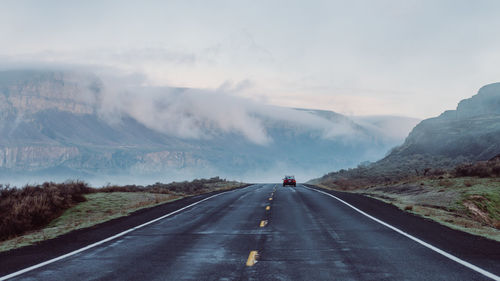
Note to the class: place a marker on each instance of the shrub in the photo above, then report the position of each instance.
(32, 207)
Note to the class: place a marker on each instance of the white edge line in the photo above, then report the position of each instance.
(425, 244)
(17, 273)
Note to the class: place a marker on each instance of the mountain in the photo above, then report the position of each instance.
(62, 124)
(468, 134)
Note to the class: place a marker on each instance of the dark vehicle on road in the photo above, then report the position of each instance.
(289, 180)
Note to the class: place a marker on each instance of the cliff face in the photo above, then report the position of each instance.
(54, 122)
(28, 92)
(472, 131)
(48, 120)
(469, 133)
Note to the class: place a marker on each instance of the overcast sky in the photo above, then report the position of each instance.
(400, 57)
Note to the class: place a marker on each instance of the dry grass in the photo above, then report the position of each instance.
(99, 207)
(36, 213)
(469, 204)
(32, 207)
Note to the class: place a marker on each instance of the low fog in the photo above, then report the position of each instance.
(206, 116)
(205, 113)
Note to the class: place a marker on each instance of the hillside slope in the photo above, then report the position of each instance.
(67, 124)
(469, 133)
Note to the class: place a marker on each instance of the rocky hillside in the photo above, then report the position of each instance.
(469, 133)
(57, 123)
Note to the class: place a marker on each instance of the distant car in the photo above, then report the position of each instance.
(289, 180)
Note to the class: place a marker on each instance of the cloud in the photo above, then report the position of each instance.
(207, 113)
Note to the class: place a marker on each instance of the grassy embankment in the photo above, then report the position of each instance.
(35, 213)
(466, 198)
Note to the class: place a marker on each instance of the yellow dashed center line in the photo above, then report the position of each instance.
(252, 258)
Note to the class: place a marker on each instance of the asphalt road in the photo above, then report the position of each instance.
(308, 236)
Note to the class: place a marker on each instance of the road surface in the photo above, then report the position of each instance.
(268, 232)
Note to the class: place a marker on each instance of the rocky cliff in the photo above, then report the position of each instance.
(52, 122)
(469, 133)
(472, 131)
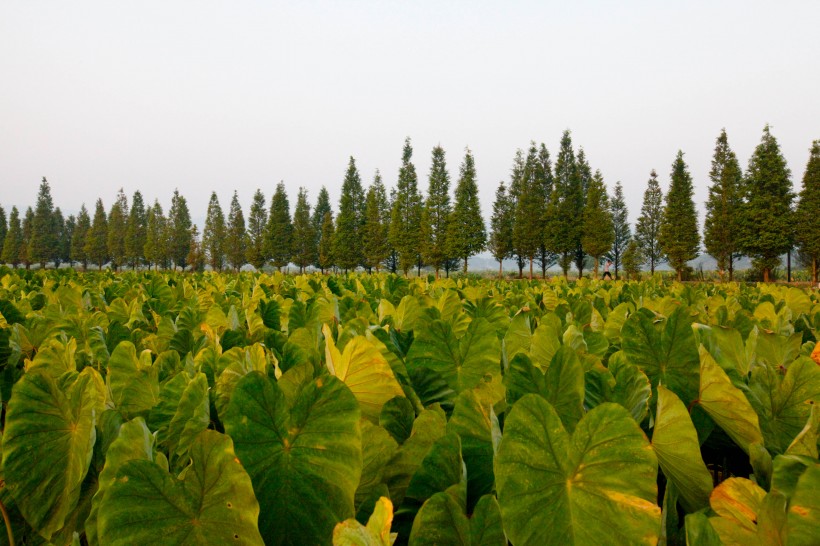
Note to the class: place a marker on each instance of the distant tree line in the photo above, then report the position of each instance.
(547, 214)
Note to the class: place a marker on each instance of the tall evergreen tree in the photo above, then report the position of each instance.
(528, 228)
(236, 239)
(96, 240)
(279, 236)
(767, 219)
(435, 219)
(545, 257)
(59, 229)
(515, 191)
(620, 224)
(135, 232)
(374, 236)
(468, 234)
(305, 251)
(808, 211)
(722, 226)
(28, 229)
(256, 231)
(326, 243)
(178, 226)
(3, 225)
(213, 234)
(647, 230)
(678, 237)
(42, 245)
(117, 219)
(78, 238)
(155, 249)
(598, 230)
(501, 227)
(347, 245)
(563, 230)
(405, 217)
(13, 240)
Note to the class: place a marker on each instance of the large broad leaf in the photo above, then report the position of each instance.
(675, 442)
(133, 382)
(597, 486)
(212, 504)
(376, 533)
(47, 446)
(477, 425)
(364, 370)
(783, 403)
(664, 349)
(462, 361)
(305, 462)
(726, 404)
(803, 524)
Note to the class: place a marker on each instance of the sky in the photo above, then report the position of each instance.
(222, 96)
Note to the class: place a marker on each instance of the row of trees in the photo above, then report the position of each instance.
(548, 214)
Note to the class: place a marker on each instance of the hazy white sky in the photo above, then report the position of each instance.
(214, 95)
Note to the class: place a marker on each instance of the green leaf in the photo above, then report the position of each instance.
----------------
> _Work task_
Could every record be given again exactly, with its pictures left out?

> _Solution_
Note to the class: place a marker on each instance of the shrub in the photo above, then report the position of each instance.
(32, 207)
Note to the class: place a marker on each instance of the white edge line in the photo above, then report the position of each instance.
(425, 244)
(17, 273)
Note to the class: place a marker on each instance of the mountain in the photo above, then report the position of each instance.
(62, 124)
(468, 134)
Note to the class: place a marker on each instance of the dark vehicle on road in the photo above, then report the position of each instance.
(289, 180)
Note to the class: place a marker on each instance of the cliff face in the photo above, then report the position of each instance.
(54, 122)
(28, 92)
(472, 131)
(48, 120)
(469, 133)
Note to the class: place a marker on each instance of the overcast sky in the photo above, then report the position of each instance.
(400, 57)
Note to the class: place a marker on each instance of the dry grass in the photo above, then report the position of each instance.
(99, 207)
(36, 213)
(469, 204)
(32, 207)
Note to the class: place a marker on each instance of the low fog in the photo above, then report the position of each instance.
(206, 116)
(205, 113)
Note to the class: place a marker on each instance of the hillside slope in the photo above, then report the position of each instance.
(67, 124)
(469, 133)
Note to the class: place a marker on each instance of the rocky hillside in the photo above, then report the position of each instance.
(469, 133)
(57, 123)
Note to the class: place a marker on each instance of the distant car in the photo above, then report the position of each instance.
(289, 180)
Note to the class: place a marker on each instance of the cloud in the photo above, then report the position of each instance.
(207, 113)
Note to the class: place a marker on each instance of the grassy embankment in the photo above, then report the position of each instance.
(35, 213)
(466, 198)
Note to the class: place a marker on each instance of the yellow dashed center line in the photo above, then report the position of each instance.
(252, 258)
Note to the class: place a marker on each instance of the asphalt road in the photo above, then report the position of each instance.
(308, 236)
Note to the class: place a marker on each instance of the road surface in the photo above, then report the position of each instance.
(268, 232)
Note to the class: place a marker on each instance of the rocky cliff in the photo above, then report the position of each instance.
(52, 122)
(469, 133)
(472, 131)
Note to the class: place a marker on each instance of the distant tree line in the photo above, then report the position of each instance.
(547, 214)
Note to the class: place a marker on each instance of the tall evergreen tree in the photo above, then report the position of each instance.
(528, 228)
(236, 239)
(96, 240)
(279, 236)
(767, 219)
(435, 219)
(545, 257)
(59, 229)
(515, 191)
(620, 224)
(135, 232)
(374, 236)
(468, 234)
(305, 251)
(808, 211)
(722, 226)
(28, 229)
(256, 231)
(326, 243)
(178, 226)
(3, 225)
(213, 234)
(647, 230)
(678, 237)
(42, 245)
(117, 219)
(78, 238)
(155, 249)
(598, 230)
(501, 227)
(347, 245)
(563, 230)
(405, 217)
(13, 240)
Note to the class: place a marker on each instance of the large broad leaf in the photo above, then report the position of each instance.
(675, 442)
(133, 382)
(597, 486)
(212, 504)
(376, 533)
(47, 446)
(477, 425)
(364, 370)
(783, 403)
(664, 349)
(462, 361)
(305, 462)
(726, 404)
(803, 524)
Note to the class: place a marker on each instance of the sky in the photo above, then report the position of each instance.
(222, 96)
Note to the class: place a marker on each instance of the row of trees in the photo above, then report the position of each instance.
(548, 214)
Note to the class: place a marker on each instance of the hazy white sky in the photo above, then report the position of each instance.
(214, 95)
Note to the class: place a marker on each instance of the green leaf in the photo above, then report the position of each instance.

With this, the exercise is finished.